Stored items from a collection
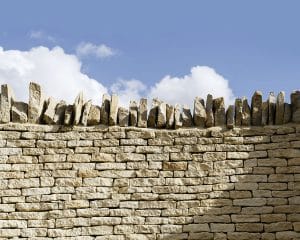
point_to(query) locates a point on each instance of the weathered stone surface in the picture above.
(123, 117)
(209, 111)
(19, 112)
(85, 112)
(94, 115)
(187, 119)
(279, 118)
(36, 103)
(219, 111)
(199, 116)
(133, 114)
(113, 113)
(6, 98)
(256, 109)
(295, 104)
(105, 108)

DIRECTIONS -
In repeating the lines above, keep the wording exact and leave every picture out.

RESPONSE TO THIS TASK -
point_to(query) locates a point on each instance of the weathered stone surface in the picture above.
(123, 117)
(209, 111)
(19, 112)
(85, 112)
(94, 115)
(187, 119)
(279, 118)
(36, 103)
(219, 111)
(199, 116)
(133, 114)
(113, 113)
(6, 98)
(256, 109)
(295, 104)
(105, 108)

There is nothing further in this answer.